● EXCERTO DO TEXTO
Paulo Raimundo compara Rússia a “cão atiçado” e questiona se “a culpa é do cão”
Em entrevista à Lusa, Paulo Raimundo fala dos problemas do PCP, da sua linha como secretário-geral, das suas experiências profissionais e da guerra na Ucrânia.
O secretário-geral do PCP, Paulo Raimundo, comparou, em entrevista à Lusa, a Rússia a um “cão atiçado” pelos Estados Unidos, NATO e União Europeia, e sublinhou que o partido nada tem a ver com as “opções do Governo russo”. Para Paulo Raimundo, a posição do PCP em relação ao conflito na Ucrânia é “simples e simultaneamente complexa”.
“Não há dúvida de que há uma intervenção militar russa na Ucrânia” que o PCP “não relativiza”, sustentou o novo secretário-geral do PCP, que recorreu a uma história de infância para ilustrar que o Kremlin foi instigado.
“Tenho um amigo de infância e a determinada altura — miúdos de seis, sete anos — ele tinha um cachorrinho. Então a brincadeira que se montou, que era uma coisa completamente absurda, era três crianças que à vez atiçavam o cão. Atiçavam o cão, quando o cão vinha para morder gritavam e o cão, coitado, baixava... A brincadeira era assim. Esse meu amigo, que era o dono do cão, quando foi a vez dele de fazer esse movimento de atiçar o cão, o cão deu-lhe 20 e tal dentadas. Ao dono! E a pergunta é: a culpa é do cão? O cão é culpado desse acto?”, elaborou Paulo Raimundo.
O dirigente do partido reconheceu que “esta história pode parecer um bocadinho absurda”, mas tem como finalidade “contextualizar” que os Estados Unidos, a NATO e a União Europeia “parecem os três meninos a atiçar o cão”. “É que não começou o problema em 24 de Fevereiro. Ele teve um escalar condenável nesse dia, mas não começou aí”, disse, afirmando que o PCP condenou “desde o princípio a intervenção militar russa, até por questões do direito internacional”.
“Aquela acção militar é condenável, desde logo à luz do direito internacional”, reforçou. “Nós não menosprezamos, nem relativizamos, a intervenção militar russa”, completou.

● ENTRADAS FORNECIDAS
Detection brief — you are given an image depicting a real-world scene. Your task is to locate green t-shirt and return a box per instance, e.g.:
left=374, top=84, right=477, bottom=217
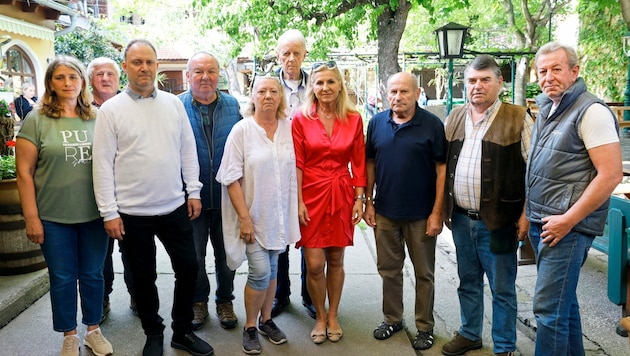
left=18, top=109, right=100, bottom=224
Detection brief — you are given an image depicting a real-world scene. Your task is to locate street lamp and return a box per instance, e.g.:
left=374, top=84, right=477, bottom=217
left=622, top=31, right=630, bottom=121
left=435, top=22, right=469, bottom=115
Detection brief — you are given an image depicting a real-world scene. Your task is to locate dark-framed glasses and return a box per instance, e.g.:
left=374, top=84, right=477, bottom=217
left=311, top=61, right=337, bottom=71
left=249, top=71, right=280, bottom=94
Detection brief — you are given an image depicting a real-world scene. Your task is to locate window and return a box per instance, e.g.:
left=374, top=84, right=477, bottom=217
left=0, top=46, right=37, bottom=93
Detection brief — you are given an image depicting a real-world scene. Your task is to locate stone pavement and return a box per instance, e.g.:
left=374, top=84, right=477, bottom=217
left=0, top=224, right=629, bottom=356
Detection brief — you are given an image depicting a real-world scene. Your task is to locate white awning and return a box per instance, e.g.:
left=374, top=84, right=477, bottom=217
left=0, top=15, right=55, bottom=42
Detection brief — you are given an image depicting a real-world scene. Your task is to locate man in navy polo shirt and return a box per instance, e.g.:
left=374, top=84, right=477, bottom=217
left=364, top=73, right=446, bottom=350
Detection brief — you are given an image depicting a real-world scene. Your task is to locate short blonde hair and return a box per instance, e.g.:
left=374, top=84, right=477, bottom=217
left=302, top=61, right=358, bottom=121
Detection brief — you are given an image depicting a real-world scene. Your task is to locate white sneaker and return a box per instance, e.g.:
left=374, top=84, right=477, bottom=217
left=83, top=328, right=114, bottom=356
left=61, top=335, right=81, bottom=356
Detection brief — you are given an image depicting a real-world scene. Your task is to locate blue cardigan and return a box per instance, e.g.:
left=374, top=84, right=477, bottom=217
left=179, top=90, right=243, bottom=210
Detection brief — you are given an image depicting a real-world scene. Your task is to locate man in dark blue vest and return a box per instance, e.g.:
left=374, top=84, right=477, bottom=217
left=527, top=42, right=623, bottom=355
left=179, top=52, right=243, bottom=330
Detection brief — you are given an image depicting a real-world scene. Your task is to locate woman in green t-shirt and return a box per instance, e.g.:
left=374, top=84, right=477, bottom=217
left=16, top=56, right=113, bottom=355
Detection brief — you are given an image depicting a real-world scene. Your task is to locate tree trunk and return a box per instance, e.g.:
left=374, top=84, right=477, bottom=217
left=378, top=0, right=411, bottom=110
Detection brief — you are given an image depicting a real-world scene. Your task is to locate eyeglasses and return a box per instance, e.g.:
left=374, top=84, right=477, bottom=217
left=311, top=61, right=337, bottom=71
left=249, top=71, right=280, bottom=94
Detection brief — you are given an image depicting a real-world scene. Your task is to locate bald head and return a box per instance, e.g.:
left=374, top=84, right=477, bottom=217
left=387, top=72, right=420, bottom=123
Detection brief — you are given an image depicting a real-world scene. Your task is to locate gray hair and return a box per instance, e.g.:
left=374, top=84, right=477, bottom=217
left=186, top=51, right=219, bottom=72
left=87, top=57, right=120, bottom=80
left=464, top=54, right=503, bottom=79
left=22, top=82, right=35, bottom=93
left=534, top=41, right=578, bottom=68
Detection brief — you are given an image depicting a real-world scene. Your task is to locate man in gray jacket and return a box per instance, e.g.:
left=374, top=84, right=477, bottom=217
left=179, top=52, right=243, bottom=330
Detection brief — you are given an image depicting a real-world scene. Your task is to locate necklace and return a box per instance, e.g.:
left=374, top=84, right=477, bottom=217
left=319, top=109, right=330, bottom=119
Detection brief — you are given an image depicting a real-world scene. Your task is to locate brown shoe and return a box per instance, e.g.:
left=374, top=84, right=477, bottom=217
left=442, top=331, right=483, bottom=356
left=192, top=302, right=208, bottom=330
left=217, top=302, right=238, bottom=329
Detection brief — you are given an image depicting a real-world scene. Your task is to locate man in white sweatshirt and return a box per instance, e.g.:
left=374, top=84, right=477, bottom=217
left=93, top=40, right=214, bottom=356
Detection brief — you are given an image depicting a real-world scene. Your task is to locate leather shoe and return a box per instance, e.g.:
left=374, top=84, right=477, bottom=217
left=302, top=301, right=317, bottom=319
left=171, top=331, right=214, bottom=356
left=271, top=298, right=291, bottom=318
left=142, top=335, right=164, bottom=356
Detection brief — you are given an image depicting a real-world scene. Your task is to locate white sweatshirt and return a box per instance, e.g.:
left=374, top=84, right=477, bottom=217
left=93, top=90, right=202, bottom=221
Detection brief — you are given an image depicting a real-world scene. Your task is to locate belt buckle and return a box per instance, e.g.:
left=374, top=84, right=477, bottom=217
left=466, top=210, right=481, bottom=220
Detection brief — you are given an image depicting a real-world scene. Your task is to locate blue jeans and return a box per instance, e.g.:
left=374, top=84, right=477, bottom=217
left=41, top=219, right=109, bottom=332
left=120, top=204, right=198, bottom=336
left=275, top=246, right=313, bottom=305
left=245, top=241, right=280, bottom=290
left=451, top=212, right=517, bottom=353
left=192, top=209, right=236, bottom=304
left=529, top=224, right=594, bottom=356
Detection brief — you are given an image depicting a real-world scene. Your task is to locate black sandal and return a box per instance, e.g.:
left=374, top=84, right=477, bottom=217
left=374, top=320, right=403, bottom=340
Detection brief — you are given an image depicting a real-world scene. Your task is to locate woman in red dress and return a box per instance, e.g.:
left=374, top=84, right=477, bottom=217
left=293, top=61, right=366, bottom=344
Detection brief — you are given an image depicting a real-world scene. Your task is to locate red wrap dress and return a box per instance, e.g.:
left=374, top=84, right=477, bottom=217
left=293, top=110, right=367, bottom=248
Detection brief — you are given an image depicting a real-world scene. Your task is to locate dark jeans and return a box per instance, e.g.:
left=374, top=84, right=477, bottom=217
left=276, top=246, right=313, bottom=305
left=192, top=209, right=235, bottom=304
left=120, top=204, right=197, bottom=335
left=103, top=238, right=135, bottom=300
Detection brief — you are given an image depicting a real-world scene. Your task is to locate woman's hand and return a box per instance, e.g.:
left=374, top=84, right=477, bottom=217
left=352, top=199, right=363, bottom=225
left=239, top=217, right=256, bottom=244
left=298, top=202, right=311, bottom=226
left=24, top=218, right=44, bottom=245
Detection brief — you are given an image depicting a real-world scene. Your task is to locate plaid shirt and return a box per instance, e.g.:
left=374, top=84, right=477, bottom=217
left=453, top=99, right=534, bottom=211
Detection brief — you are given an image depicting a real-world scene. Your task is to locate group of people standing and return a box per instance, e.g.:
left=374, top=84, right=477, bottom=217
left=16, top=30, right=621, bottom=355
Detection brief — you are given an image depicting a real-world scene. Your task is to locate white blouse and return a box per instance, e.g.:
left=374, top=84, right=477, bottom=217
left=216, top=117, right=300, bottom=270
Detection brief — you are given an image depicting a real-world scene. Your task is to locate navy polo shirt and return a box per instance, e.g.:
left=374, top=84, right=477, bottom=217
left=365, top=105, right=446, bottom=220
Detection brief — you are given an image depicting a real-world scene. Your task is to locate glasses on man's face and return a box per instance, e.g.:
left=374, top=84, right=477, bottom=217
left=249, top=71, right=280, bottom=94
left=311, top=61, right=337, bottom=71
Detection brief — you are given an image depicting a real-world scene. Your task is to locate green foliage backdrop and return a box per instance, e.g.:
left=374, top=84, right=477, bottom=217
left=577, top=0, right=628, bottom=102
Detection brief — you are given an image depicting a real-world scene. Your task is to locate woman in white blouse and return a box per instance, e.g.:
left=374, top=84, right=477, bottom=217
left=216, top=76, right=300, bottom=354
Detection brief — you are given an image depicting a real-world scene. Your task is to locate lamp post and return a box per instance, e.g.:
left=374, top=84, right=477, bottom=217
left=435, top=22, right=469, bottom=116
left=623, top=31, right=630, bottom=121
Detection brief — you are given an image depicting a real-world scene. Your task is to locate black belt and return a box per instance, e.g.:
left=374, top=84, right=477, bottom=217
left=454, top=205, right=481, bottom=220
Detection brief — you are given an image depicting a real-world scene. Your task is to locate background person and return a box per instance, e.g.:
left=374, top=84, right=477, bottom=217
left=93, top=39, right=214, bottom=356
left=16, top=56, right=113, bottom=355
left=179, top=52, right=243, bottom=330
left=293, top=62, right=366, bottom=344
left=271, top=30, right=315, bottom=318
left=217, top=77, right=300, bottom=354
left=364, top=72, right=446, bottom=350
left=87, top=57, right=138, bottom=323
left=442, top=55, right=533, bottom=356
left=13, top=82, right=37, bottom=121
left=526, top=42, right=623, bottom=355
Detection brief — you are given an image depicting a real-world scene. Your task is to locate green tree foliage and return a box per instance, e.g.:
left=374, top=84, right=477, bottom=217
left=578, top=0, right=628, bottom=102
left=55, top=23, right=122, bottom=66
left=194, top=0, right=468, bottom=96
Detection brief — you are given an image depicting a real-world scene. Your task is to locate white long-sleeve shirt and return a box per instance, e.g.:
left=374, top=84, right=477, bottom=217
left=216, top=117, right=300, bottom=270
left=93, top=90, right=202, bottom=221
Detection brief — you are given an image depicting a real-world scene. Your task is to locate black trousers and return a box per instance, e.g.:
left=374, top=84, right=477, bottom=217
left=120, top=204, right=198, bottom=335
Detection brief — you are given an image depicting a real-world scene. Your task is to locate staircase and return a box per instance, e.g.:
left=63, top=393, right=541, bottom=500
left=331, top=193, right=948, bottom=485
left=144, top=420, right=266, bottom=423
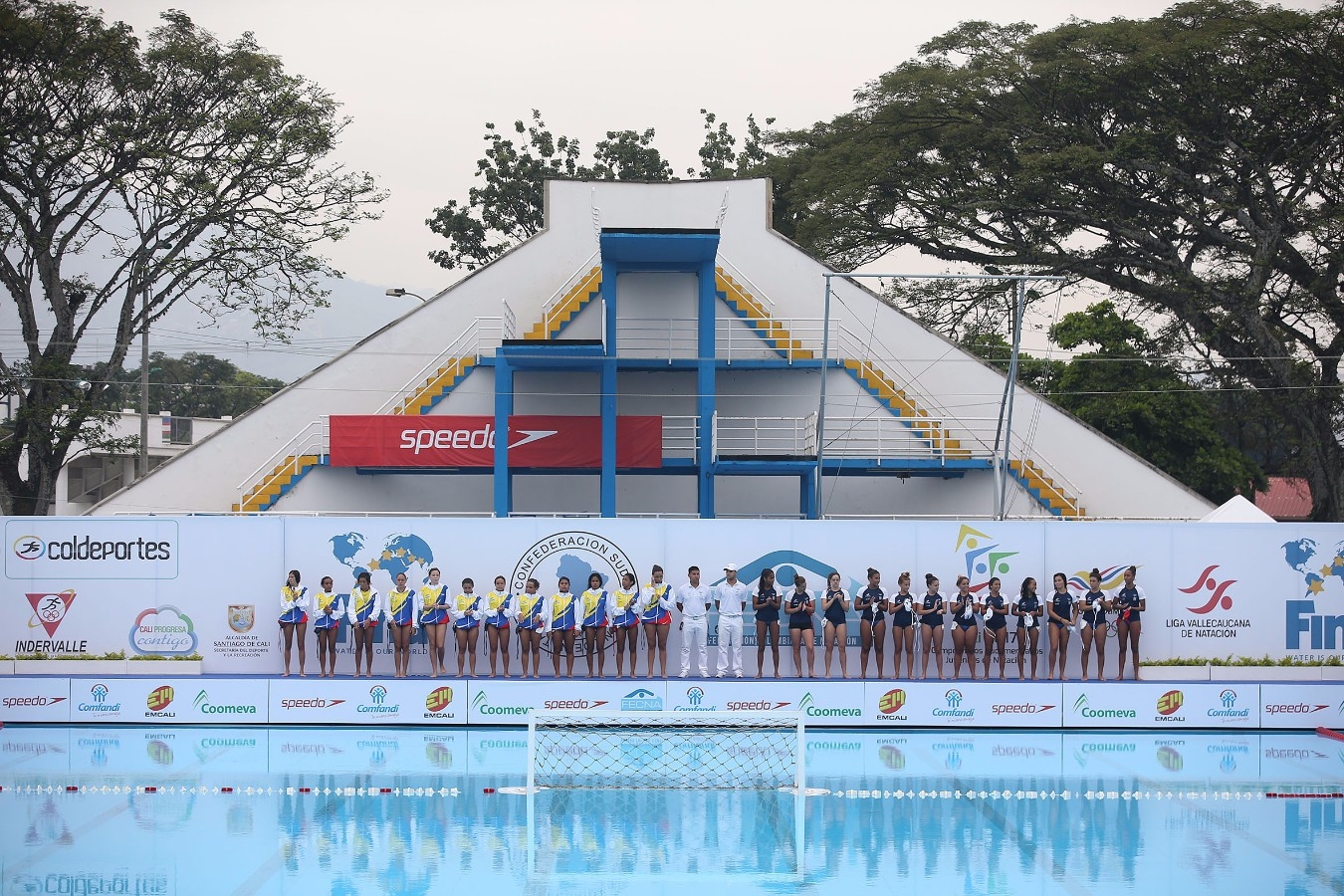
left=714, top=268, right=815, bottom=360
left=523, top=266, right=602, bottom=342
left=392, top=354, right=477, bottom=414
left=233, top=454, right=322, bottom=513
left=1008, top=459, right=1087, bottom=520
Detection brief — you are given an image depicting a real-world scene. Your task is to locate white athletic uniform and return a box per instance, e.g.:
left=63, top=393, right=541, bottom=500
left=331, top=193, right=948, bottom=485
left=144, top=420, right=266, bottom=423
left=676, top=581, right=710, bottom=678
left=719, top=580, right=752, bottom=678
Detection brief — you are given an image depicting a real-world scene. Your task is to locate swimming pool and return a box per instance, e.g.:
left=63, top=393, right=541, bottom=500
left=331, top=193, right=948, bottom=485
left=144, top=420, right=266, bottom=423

● QUESTÃO
No excerto da entrevista de Paulo Raimundo, que três entidades parecem, segundo ele, os três meninos a atiçar o cão? As entradas não têm qualquer papel aqui.

● RESULTADO DO EXERCÍCIO
Os Estados Unidos, a NATO e a União Europeia.